::: Listed entries

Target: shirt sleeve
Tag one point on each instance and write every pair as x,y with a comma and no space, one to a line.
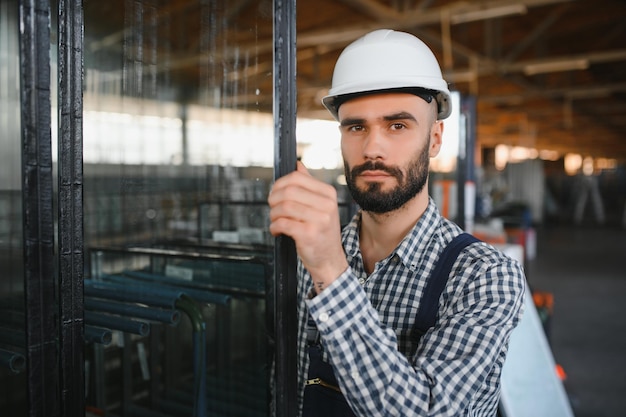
455,359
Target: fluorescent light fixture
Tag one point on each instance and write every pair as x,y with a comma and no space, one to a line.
490,13
556,66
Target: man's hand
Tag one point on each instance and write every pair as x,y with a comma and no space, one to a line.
305,209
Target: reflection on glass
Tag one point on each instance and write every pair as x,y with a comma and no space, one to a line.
178,158
12,337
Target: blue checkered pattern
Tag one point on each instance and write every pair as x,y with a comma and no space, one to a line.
365,324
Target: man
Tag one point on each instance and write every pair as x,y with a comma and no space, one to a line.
362,287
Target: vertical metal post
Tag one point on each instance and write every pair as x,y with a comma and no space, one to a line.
70,210
39,279
285,317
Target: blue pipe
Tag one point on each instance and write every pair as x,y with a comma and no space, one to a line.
151,296
117,323
14,361
171,317
99,335
186,304
172,283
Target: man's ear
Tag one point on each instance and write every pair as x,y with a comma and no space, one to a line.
436,137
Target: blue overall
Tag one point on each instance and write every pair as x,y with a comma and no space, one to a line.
322,396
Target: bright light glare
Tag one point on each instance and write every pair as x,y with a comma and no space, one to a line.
446,160
320,142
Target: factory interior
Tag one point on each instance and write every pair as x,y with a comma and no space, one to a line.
140,139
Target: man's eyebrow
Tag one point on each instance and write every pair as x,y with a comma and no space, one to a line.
403,115
350,122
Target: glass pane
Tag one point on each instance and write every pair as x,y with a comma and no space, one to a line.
12,339
178,160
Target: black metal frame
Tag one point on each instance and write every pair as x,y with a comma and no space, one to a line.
285,319
38,223
54,327
70,210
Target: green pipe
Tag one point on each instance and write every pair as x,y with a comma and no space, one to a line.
188,306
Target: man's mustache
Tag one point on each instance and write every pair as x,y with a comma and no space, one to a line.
375,166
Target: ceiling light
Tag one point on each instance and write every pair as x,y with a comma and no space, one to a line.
556,66
491,13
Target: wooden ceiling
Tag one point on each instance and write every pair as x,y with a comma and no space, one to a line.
496,59
581,111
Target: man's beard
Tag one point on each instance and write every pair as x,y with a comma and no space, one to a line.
373,199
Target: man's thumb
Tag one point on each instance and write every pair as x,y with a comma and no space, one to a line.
301,168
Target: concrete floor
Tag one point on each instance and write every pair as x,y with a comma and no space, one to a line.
584,267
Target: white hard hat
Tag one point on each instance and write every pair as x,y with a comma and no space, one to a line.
387,60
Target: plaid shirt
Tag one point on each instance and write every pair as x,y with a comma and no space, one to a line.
365,324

::::::

| Brief |
Revise the entries starting at the line containing "Target: white hard hat" and ending with the last line of the entries: replace "plaid shirt" with "checkered shirt" and return only those lines, otherwise unchanged.

| Answer for the task |
Target: white hard hat
Tag one point on each instance and write every pair as x,y with a comma and no space, one to a line.
387,60
Target: checkered shirt
Tag one point on each instance and write every pair as x,y with a comma and no space, one to a line.
365,324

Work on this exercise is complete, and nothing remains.